• OBJECTIVE
Write the data out again in full, with no departure from the original.

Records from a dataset
'''
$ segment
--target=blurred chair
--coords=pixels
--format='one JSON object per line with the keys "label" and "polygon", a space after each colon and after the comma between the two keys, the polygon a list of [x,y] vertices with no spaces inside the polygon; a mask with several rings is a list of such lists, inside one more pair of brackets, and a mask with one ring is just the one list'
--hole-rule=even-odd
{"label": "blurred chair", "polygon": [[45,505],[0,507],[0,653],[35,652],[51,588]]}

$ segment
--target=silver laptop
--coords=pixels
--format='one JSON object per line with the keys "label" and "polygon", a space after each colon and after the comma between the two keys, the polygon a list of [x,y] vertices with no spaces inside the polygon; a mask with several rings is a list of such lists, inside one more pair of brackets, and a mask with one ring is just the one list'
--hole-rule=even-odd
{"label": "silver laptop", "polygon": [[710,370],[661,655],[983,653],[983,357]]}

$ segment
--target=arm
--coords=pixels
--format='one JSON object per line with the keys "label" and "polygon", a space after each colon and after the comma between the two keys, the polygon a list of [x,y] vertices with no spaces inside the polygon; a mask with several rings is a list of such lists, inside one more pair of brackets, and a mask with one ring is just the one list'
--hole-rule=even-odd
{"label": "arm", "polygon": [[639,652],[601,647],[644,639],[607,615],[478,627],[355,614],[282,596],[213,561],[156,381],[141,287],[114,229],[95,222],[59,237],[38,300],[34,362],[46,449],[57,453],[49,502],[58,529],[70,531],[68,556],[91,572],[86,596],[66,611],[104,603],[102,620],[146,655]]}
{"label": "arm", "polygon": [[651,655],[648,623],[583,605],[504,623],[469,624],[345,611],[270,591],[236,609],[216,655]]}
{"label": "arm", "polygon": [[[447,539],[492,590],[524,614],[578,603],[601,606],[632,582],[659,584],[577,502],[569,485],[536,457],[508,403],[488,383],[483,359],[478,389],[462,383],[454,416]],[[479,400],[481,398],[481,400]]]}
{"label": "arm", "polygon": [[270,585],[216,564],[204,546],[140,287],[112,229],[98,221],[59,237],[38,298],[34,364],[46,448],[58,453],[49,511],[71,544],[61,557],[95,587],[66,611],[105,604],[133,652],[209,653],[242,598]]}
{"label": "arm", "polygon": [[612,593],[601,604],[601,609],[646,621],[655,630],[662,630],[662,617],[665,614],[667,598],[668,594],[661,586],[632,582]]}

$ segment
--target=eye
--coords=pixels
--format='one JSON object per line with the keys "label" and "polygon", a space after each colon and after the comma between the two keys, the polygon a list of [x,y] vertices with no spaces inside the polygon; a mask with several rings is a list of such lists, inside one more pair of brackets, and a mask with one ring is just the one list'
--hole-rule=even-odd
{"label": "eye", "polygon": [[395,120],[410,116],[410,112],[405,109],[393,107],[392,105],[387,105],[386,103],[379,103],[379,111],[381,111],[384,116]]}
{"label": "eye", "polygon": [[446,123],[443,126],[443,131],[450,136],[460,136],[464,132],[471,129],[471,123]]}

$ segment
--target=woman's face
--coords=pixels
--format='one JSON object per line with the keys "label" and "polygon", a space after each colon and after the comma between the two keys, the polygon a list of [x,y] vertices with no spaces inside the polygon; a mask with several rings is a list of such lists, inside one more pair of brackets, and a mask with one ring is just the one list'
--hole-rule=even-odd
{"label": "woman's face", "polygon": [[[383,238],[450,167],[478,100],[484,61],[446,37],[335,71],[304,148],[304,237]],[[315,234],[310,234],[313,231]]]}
'''
• REPLY TO THE TASK
$ segment
--target=blurred chair
--coords=pixels
--format='one JSON object per line with the keys "label" and "polygon", a space after each colon and after the comma between the two keys, the polygon a list of [x,y] vertices with no spaces inside the polygon; a mask with several rings is a list of such lists, inside one more pair of brackets, and a mask with one ring is just the one list'
--hole-rule=even-odd
{"label": "blurred chair", "polygon": [[45,505],[0,507],[0,653],[35,652],[51,588]]}

$ segment
--target=silver laptop
--coords=pixels
--format='one JSON object per line with the keys "label" and "polygon", a space after each colon and after the comma between the two keys, the polygon a list of [x,y] vertices with no spaces inside the polygon; a mask with several rings is a list of such lists, inside one more pair of brackets, and a mask with one ring is just the one list'
--hole-rule=even-odd
{"label": "silver laptop", "polygon": [[710,370],[661,655],[983,653],[983,357]]}

$ segment
--target=arm
--coords=pixels
--format='one JSON object per line with the keys "label" and "polygon", a space after each colon and after the comma between the two keys, the polygon a list of [x,y] vertices with no spaces inside the polygon; a mask with several rings is a list of such lists, inside one more pair of brackets, and a mask with one ring is just the one list'
--hole-rule=even-odd
{"label": "arm", "polygon": [[639,652],[601,647],[644,639],[607,615],[478,627],[355,614],[282,596],[213,561],[156,381],[141,287],[114,229],[95,222],[59,237],[38,300],[34,362],[46,449],[57,453],[49,502],[58,529],[70,531],[68,556],[91,572],[86,596],[66,611],[104,603],[102,620],[146,655]]}
{"label": "arm", "polygon": [[651,655],[648,623],[583,605],[504,623],[469,624],[345,611],[270,591],[236,609],[216,655]]}
{"label": "arm", "polygon": [[[447,539],[492,590],[524,614],[578,603],[601,606],[632,582],[659,584],[577,502],[569,485],[536,457],[508,403],[488,383],[483,359],[478,389],[462,383],[454,416]],[[479,400],[481,398],[481,400]]]}
{"label": "arm", "polygon": [[270,585],[216,564],[204,546],[140,287],[112,229],[98,221],[59,237],[38,298],[34,364],[46,448],[58,453],[49,511],[71,544],[61,557],[95,587],[66,611],[105,604],[133,652],[209,653],[242,598]]}
{"label": "arm", "polygon": [[612,593],[601,604],[601,609],[646,621],[655,630],[662,630],[662,617],[665,614],[667,598],[668,594],[661,586],[632,582]]}

$ segment
--target=eye
--coords=pixels
--format='one JSON object per line with the keys "label" and "polygon", a space after each colon and after the comma between the two keys, the polygon a list of [x,y] vertices with no spaces inside the polygon; a mask with several rings is a list of such lists, inside one more pair of brackets, and a mask with one ring is just the one list'
--hole-rule=even-odd
{"label": "eye", "polygon": [[395,120],[410,116],[410,112],[405,109],[393,107],[392,105],[387,105],[386,103],[379,103],[379,111],[381,111],[384,116]]}
{"label": "eye", "polygon": [[446,123],[443,126],[443,131],[450,136],[460,136],[464,132],[471,129],[471,123]]}

$ segment
--target=woman's face
--coords=pixels
--format='one JSON object per line with the keys "label" and "polygon", a space after each colon and after the comma between the two keys, the polygon a list of [x,y] vertices with no spaces inside the polygon; a mask with several rings is a list of such lists, inside one more pair of brackets, and a mask with one ring is just the one list'
--hole-rule=even-odd
{"label": "woman's face", "polygon": [[[383,238],[450,167],[478,100],[484,61],[446,37],[335,71],[304,148],[304,237]],[[315,234],[310,234],[313,231]]]}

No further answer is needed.